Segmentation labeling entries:
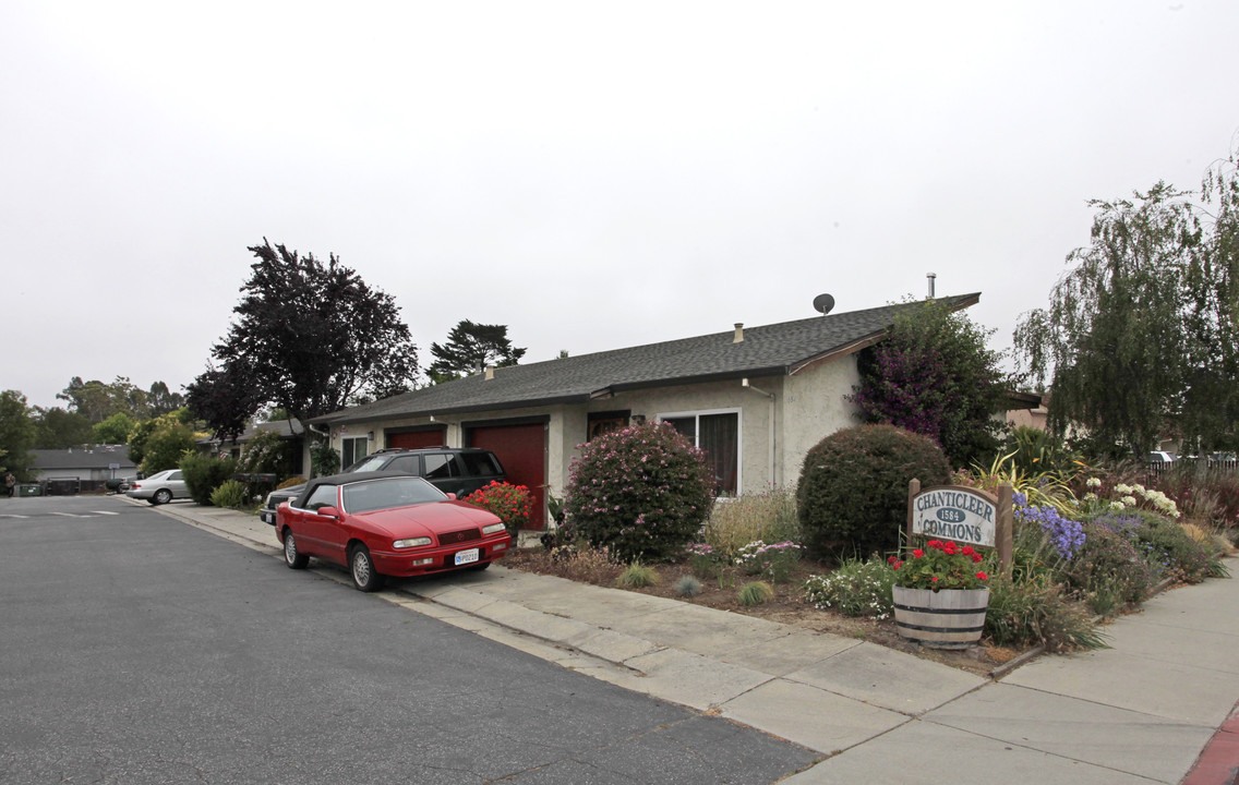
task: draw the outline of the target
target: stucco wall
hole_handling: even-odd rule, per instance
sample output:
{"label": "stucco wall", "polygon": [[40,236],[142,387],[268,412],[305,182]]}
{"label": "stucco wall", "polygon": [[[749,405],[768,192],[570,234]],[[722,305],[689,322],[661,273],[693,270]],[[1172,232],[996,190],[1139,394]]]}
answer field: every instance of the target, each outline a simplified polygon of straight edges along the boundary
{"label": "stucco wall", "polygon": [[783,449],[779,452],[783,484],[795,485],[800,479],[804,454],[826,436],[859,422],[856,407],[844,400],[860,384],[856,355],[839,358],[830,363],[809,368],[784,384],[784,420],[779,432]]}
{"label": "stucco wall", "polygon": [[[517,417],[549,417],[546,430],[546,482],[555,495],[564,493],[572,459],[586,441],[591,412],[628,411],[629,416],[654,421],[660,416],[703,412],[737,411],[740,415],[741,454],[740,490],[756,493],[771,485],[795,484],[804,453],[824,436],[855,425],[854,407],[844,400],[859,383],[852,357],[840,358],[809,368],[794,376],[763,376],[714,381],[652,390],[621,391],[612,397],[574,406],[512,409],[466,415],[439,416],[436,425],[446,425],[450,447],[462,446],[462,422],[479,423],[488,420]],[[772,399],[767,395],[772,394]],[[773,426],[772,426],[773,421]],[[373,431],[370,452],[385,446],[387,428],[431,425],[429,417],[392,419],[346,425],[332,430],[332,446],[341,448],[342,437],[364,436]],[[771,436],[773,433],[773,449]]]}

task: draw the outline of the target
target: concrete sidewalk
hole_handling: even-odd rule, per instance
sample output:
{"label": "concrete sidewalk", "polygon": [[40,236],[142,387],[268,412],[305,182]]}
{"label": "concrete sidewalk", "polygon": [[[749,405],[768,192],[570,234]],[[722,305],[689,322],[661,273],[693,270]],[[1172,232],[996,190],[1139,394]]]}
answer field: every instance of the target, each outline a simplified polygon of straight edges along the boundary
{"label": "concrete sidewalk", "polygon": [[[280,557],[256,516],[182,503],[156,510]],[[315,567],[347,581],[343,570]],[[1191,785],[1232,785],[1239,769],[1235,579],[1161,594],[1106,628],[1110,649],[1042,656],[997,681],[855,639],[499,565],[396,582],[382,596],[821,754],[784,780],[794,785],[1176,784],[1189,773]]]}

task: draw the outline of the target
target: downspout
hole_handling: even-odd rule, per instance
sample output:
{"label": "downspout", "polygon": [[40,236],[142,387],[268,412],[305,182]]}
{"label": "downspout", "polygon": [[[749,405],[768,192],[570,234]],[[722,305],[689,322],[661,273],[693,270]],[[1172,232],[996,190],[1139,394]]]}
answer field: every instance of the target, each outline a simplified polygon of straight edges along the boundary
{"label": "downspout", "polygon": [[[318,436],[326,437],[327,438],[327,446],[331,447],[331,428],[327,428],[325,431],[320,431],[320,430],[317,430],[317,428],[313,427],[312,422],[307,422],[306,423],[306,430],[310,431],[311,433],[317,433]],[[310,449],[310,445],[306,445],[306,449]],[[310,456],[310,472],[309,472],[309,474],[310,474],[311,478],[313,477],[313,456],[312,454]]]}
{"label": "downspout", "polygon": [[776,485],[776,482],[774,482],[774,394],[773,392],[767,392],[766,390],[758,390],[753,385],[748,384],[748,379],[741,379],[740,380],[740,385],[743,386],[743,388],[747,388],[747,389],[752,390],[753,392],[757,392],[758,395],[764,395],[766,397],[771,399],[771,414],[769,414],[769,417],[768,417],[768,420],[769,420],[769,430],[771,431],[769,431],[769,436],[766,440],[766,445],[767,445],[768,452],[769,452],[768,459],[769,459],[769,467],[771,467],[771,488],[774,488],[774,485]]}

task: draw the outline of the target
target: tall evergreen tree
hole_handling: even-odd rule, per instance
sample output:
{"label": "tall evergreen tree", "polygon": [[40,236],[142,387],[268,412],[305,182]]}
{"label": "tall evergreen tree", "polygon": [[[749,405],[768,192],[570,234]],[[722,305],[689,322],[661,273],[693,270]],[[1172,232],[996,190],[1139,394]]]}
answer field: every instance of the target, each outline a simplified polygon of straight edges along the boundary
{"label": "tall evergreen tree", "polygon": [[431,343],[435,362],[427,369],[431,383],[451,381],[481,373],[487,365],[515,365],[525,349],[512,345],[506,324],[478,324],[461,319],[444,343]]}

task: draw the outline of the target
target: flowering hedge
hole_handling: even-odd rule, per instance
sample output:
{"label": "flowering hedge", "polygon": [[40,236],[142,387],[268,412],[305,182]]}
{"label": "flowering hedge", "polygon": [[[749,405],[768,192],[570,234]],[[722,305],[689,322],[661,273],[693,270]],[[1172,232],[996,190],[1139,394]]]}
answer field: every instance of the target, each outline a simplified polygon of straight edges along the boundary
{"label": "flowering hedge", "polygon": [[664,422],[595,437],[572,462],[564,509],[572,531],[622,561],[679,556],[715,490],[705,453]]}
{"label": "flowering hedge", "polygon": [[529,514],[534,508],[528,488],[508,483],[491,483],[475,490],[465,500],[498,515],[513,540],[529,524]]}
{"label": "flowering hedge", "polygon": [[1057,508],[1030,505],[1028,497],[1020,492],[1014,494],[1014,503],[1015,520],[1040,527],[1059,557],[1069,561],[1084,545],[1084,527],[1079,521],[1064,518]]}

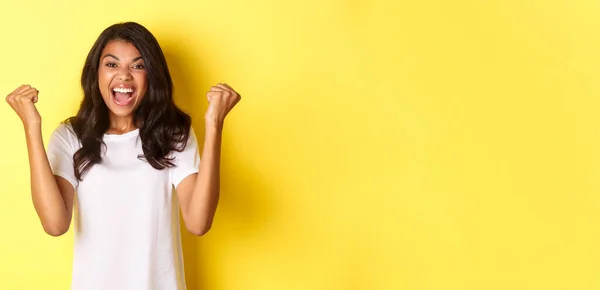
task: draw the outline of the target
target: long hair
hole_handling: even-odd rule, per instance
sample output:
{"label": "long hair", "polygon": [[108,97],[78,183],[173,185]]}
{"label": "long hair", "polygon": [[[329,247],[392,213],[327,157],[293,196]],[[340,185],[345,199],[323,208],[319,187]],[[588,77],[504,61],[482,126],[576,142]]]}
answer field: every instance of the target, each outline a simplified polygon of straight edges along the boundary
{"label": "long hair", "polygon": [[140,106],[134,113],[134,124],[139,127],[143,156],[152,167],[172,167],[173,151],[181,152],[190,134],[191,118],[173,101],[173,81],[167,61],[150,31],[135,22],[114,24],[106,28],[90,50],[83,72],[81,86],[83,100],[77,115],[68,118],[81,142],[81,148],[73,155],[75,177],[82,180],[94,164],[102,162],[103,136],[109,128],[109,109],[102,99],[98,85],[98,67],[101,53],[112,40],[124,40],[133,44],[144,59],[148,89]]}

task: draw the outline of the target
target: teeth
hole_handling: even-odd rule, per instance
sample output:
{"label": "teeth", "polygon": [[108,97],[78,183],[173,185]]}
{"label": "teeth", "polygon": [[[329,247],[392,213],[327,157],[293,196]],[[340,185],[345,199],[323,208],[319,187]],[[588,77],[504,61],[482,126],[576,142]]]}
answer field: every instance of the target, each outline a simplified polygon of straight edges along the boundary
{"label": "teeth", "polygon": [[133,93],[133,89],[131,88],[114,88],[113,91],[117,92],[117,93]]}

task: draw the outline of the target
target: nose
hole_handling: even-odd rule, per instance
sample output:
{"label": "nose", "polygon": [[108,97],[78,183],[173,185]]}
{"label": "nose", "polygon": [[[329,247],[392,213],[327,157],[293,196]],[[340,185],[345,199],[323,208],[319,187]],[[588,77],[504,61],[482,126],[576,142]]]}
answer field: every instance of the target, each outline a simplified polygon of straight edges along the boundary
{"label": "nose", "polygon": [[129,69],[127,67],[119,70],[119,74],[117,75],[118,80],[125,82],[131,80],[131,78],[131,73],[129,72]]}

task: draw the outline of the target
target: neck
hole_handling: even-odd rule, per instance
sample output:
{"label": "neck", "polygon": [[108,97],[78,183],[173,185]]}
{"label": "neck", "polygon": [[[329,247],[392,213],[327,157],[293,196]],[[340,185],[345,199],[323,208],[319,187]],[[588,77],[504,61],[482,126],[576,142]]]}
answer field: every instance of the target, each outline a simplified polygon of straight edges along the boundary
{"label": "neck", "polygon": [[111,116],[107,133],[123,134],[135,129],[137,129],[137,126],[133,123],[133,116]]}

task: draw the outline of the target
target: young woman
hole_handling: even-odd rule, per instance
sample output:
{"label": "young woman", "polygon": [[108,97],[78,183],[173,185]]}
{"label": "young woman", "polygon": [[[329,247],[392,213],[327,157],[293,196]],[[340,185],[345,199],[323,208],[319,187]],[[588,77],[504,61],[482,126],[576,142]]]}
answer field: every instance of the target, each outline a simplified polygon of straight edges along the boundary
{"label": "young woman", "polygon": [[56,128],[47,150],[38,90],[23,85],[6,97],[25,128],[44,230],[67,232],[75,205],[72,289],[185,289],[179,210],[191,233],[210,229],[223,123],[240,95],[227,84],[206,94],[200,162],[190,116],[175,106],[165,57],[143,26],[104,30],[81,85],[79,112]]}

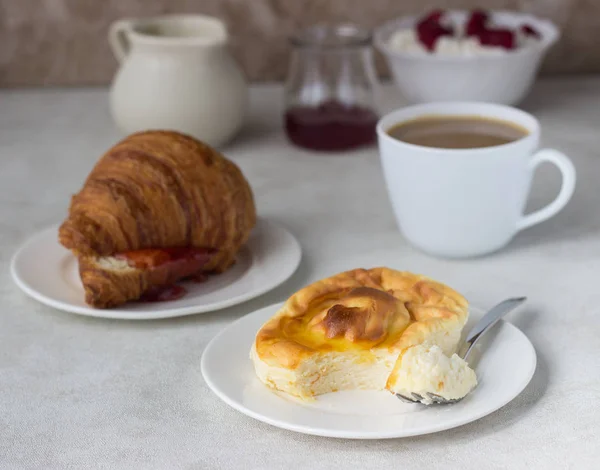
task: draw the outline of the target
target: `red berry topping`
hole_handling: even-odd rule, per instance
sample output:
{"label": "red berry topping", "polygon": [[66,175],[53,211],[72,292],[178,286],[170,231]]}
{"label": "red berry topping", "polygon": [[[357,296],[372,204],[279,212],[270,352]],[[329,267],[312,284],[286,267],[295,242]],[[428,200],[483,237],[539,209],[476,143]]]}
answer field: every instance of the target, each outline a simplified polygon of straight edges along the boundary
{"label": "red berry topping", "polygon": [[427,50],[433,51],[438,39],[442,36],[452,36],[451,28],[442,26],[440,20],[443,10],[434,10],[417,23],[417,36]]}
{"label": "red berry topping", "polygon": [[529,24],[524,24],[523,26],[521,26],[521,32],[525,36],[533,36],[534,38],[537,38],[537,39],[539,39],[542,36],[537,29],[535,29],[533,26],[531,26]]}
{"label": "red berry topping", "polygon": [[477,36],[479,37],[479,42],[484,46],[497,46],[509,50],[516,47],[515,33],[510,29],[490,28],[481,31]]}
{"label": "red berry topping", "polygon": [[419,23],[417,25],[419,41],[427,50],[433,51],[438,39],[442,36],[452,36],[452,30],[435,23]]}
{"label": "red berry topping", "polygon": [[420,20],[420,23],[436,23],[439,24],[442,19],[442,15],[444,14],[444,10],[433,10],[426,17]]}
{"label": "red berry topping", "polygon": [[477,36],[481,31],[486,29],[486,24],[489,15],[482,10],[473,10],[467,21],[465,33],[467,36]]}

** Problem requirements **
Which lines in the items above contain the string "sidewalk"? Copy each of those lines.

** Written reply **
target: concrete sidewalk
{"label": "concrete sidewalk", "polygon": [[40,236],[142,387],[268,412],[305,182]]}
{"label": "concrete sidewalk", "polygon": [[[749,405],[768,192],[570,234]],[[722,305],[689,322],[661,273],[693,270]],[[1172,232],[996,190],[1139,394]]]}
{"label": "concrete sidewalk", "polygon": [[[280,557],[256,516],[182,503],[156,510]],[[315,567],[347,581],[343,570]],[[1191,785],[1232,785],[1239,769],[1235,579],[1161,594],[1106,628],[1110,649],[1042,656],[997,681],[855,639],[499,565],[396,582],[382,596],[821,754],[784,780],[794,785],[1176,784],[1189,773]]]}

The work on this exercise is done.